## Instrução
Continue o texto abaixo sobre as lendas do povo brasileiro, a partir do ponto onde ele termina.

═══ Bloco de texto

Há muitas lendas sobre o Povo
brasileiro. Talvez a maior seja que as grandes mutações em nossa história
tenham sido realizadas de forma incruenta. E junto com essa que a nossa gente
prefira resolver as grandes questões nacionais e os seus avanços por métodos de
conciliação, que expressem e realizem o nosso jeito pacífico e mesmo cordato, para
resolver aqueles momentos em que forças contrárias se defrontem.
Desde os
bancos escolares nos repetem tais estórias, seja os professores, seja os
historiadores, a levantar as capas de pomposas designações, para tentar
mostrar-nos que, como em muitas outras coisas em Pindorama, não nos devemos fiar por aparências, por mais
encanecidas que se mostrem.
Tive grande
professor de geografia que, pela erudição e dom pedagógico, nos mostrou uma
ciência nova, que nada tinha a ver com o decoreba da corografia. E ao
apresentar-nos essa velha disciplina, Hilgard
O’Reilly Sternberg nos revelou que a relatividade também se insinua na antiga
ciência de Strabo. Dada a excelência
do mestre, as suas apostilas se tornavam bulas,
e como tal eram conhecidas. Recordo-me com prazer de uma das mais impactantes,
a ‘Malgrado a toponímia’. Tal ‘bula’
magistral nos ensinava que a despeito das designações – Serra do Mar, Serra da
Mantiqueira, etc. – o relevo no Brasil se caracteriza por formações antigas, já
bastante erodidas pelos elementos, e, por isso, carecia distinguir-se entre as
denominações, e a realidade orográfica, suavizada pelo tempo.
Com licença do
mestre, creio que nesta vereda específica o seu saber constitua a óbvia
metáfora. Aceitemo-las como os manuais de história nos apresentam, mas condimentadas
como segunda natureza. Se lutas houve, e se a violência não faltou, muita vez
sobrepairou uma espécie de superego
freudiano, que, com liberdade poética, já existia mesmo antes da presença na
terra do criador da psicanálise e de suas básicas invenções.

══════
═══ Linhas de dados

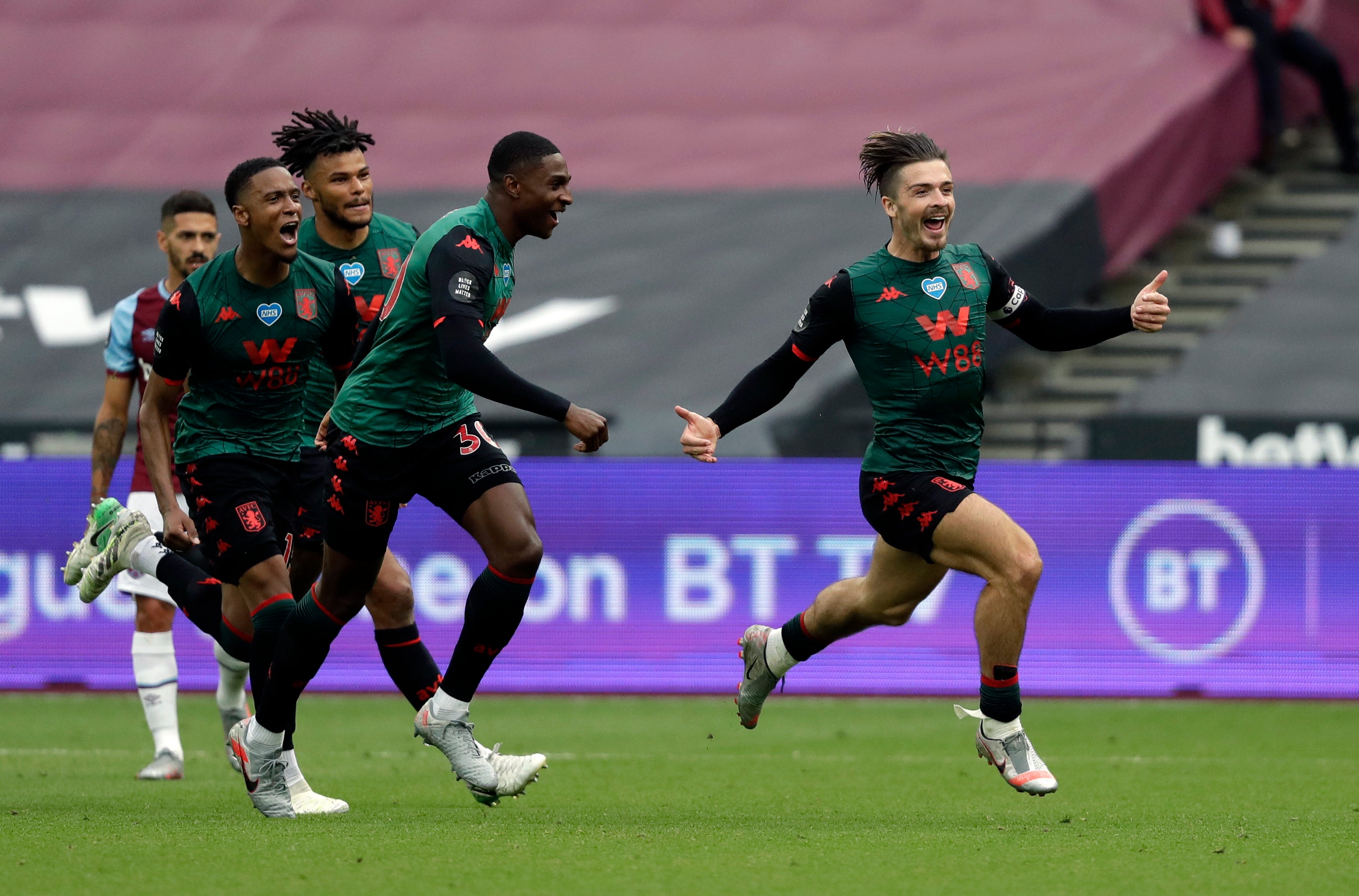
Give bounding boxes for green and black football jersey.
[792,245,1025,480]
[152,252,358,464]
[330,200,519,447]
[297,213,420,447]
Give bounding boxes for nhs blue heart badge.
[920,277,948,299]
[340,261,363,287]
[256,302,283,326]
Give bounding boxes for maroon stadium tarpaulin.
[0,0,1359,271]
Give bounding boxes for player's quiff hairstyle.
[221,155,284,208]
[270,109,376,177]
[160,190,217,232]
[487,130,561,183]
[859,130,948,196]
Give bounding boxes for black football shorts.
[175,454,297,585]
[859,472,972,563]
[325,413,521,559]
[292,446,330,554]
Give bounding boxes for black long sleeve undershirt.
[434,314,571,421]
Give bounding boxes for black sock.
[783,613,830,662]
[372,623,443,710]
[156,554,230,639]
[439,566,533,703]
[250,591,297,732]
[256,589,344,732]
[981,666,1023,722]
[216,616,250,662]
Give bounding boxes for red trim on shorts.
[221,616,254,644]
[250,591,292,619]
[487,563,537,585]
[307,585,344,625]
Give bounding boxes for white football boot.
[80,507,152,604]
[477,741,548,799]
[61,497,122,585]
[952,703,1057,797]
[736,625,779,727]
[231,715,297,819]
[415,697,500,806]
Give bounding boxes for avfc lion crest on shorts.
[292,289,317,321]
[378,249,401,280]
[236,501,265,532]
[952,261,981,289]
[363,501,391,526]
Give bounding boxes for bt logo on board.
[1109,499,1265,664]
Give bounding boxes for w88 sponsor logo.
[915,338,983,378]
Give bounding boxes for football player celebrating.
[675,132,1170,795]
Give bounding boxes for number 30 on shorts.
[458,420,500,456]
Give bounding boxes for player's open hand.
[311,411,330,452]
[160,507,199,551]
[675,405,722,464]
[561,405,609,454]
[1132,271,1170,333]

══════

## Resultado
Por isso, a
batalha de Itararé foi importante a despeito de nunca haver sido travada. Ao
escolhermos a legitimidade, aplainamos o caminho da independência. Decerto
morreu muita gente pelas costas desses brasis afora, na senda da consolidação
do Primeiro Reinado. E, sem embargo, José Bonifácio e as elites de então
souberam aplanar tais vias, ao escolher a legitimidade do herdeiro português da
Coroa para fundar o Império do Brasil.
Não há negar
que na Regência, fossem trinas ou unas, o menor quociente de legitimidade
favoreceria os movimentos revolucionários, mas a situação encontraria sempre o
punho enérgico de legitimidade ersatz (o
Padre Feijó, o jovem Caxias) para antecipar de certa forma a
ordem instituída que traria o Segundo Reinado.
E então o Marquês de Olinda seria surpreendido
pelo ‘Quero já!’ da maioridade
antecipada de Pedro II. Nada mais
brasileiro do que a construção de emancipação antecipada, ainda que imperial.
O jovem
primogênito, duplamente órfão, encontraria tutores do valor de um José Bonifácio
de Andrada, que colocaria os fundamentos para um grande monarca do século
XIX. O Império do Brasil na verdade seria uma grande república e conduziria o
Povo a dez lustros de democracia, a ponto de que a quartelada que derrubou
Pedro II fosse designada por estadista argentino como o fim da última república
sul-americana.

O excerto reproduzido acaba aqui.